Skip to content

avaitla/duck_diff

Repository files navigation

duck_diff

A DuckDB extension for diffing two relations (tables, SQL queries, etc.) off a primary key. Given a "left" and a "right" relation, it reports — per key — whether the row is identical, different, or exists only on one side, and exactly what changed. Each result row carries both a JSON diff_data summary of the changed columns and per-column expanded columns (<c>_left / <c>_right / <c>_diff_status). It also supports a composite primary key and selecting a subset of columns to diff or ignore.

Quick start

Get a DuckDB shell with duck_diff loaded (see Install or Building), then create two sample snapshots and diff them:

CREATE TABLE users_v1 AS SELECT * FROM (VALUES
    (1, 'Ada',   'ada@x.com',   100),
    (2, 'Linus', 'linus@x.com',  50),
    (3, 'Grace', 'grace@x.com',  75)
) t(id, name, email, credits);

CREATE TABLE users_v2 AS SELECT * FROM (VALUES
    (1, 'Ada',   'ada@x.com',   120),   -- credits changed
    (2, 'Linus', 'linus@x.com',  50),   -- unchanged
    (4, 'Mike',  'mike@x.com',   10)    -- new (id 3 removed)

» **Data listing**
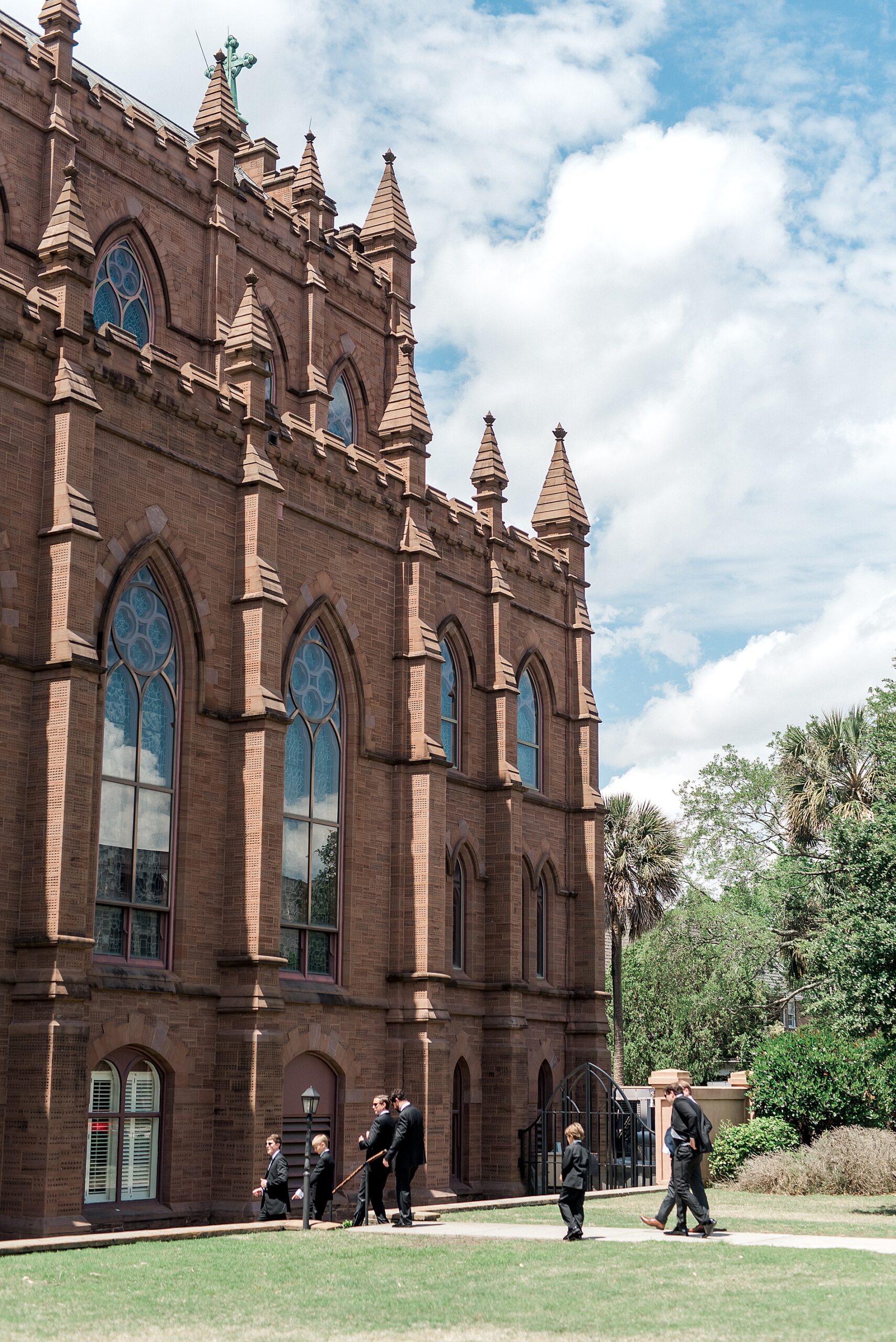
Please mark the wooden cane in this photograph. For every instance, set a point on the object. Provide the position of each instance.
(379, 1156)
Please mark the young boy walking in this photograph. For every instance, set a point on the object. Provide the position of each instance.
(575, 1170)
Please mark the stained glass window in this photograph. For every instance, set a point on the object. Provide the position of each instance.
(527, 732)
(121, 293)
(311, 806)
(458, 918)
(136, 811)
(123, 1133)
(450, 716)
(341, 415)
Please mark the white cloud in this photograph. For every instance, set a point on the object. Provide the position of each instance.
(743, 698)
(710, 309)
(655, 634)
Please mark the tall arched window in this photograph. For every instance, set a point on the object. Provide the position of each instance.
(460, 1125)
(121, 293)
(529, 734)
(545, 1085)
(136, 814)
(341, 415)
(311, 795)
(123, 1132)
(450, 700)
(458, 918)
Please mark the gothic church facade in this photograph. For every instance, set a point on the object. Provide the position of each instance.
(298, 755)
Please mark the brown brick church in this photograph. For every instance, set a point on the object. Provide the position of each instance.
(298, 755)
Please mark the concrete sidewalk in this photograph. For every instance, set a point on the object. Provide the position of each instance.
(494, 1231)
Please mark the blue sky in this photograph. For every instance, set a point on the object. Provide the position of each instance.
(673, 226)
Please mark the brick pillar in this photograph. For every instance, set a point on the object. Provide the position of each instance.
(505, 1069)
(250, 1044)
(417, 1014)
(45, 1142)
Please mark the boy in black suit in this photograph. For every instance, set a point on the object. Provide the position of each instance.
(322, 1178)
(576, 1171)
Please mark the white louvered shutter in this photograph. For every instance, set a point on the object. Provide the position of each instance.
(140, 1136)
(102, 1137)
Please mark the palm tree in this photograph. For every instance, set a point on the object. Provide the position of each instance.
(827, 771)
(642, 876)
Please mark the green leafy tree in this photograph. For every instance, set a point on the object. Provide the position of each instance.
(733, 820)
(643, 875)
(827, 772)
(698, 988)
(856, 950)
(816, 1079)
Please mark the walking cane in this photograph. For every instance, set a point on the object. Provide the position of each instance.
(379, 1156)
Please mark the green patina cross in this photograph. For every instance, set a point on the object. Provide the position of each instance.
(232, 66)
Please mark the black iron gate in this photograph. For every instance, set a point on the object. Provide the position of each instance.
(621, 1144)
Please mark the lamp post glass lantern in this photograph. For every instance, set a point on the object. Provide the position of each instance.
(310, 1101)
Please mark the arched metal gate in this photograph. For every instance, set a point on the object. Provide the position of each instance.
(621, 1144)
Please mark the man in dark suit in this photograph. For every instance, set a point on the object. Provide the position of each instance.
(407, 1151)
(373, 1180)
(576, 1171)
(686, 1136)
(322, 1177)
(274, 1188)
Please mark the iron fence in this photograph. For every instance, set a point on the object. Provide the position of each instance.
(621, 1144)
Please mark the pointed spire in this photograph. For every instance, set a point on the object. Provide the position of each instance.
(388, 218)
(560, 501)
(218, 116)
(405, 413)
(68, 234)
(489, 468)
(250, 328)
(309, 175)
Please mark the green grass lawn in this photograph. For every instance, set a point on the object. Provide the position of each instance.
(344, 1286)
(812, 1215)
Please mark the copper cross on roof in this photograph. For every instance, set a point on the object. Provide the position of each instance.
(232, 66)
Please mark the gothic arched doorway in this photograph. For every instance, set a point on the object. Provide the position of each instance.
(304, 1072)
(460, 1125)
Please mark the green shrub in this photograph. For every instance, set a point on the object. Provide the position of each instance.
(737, 1142)
(817, 1079)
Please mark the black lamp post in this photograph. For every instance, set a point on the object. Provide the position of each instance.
(310, 1101)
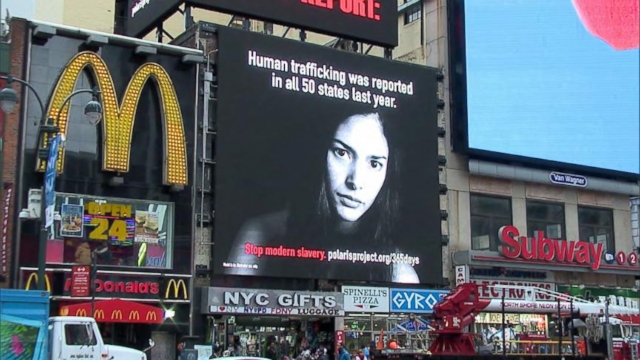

» **The problem**
Update the duck_diff README, beginning at the words "CREATE TABLE users_v2" and stopping after "(id 3 removed)". Change "unchanged" to "no change" in that span. Answer from the duck_diff README alone.

» **Solution**
CREATE TABLE users_v2 AS SELECT * FROM (VALUES
    (1, 'Ada',   'ada@x.com',   120),   -- credits changed
    (2, 'Linus', 'linus@x.com',  50),   -- no change
    (4, 'Mike',  'mike@x.com',   10)    -- new (id 3 removed)